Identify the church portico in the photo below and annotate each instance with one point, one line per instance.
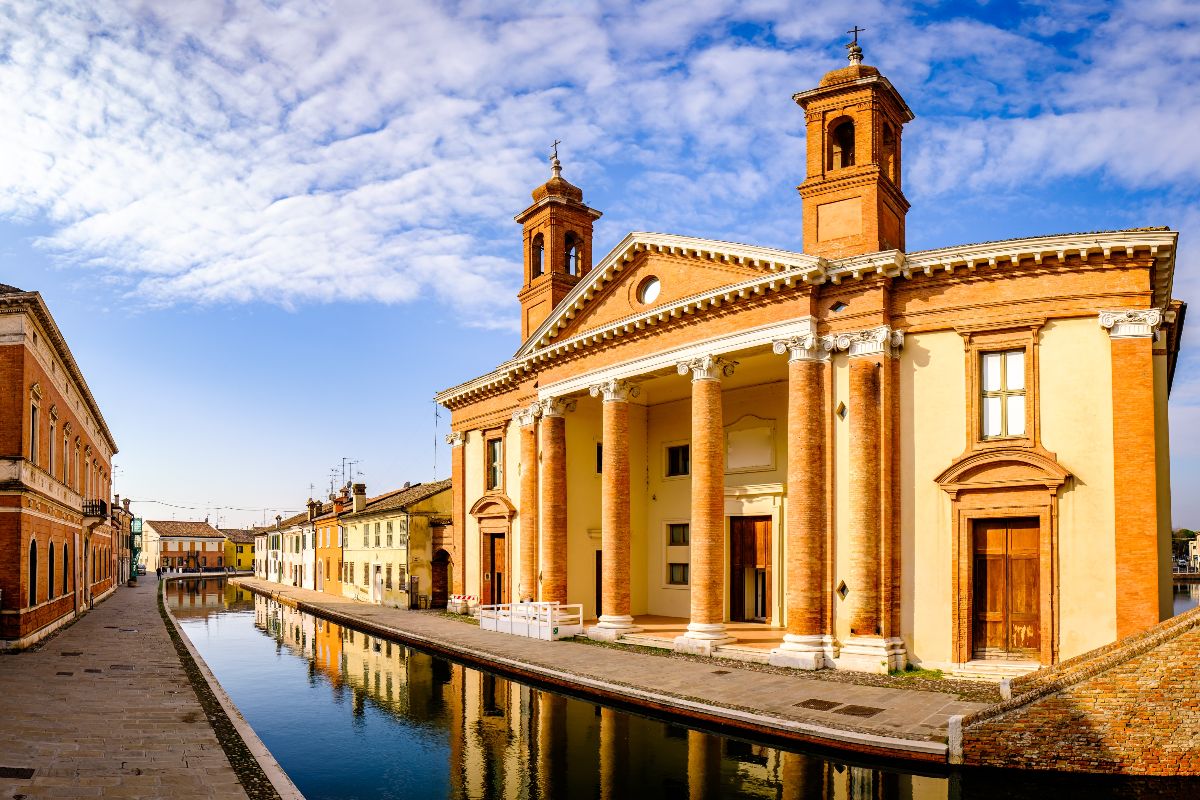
(941, 469)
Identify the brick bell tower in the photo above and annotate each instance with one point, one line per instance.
(852, 203)
(557, 246)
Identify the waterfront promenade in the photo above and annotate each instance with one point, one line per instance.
(873, 720)
(106, 709)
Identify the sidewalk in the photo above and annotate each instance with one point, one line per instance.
(105, 709)
(889, 722)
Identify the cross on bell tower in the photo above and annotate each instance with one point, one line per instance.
(557, 245)
(852, 200)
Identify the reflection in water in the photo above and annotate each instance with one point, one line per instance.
(1187, 596)
(351, 715)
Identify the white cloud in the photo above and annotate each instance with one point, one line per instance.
(370, 150)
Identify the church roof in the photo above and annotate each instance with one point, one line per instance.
(780, 269)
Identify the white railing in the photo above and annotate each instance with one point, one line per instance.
(545, 621)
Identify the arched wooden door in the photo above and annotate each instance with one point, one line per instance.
(439, 590)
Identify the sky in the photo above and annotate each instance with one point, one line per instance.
──────
_REQUEST_
Put the lines of the material into a numbered list, starting with the line that contains "Identify the white railing" and going on through the end of the material, and leave out any blank lines.

_ANSWER BELOW_
1. Identify the white railing in the photo above and annotate each instance with one point, one line per instance.
2. (545, 621)
3. Identify the arched wooden door in the photo above and annotate each instance with one point, one line per instance.
4. (439, 590)
5. Identify the sky in the photo above and annotate each instance with one point, one line per instance.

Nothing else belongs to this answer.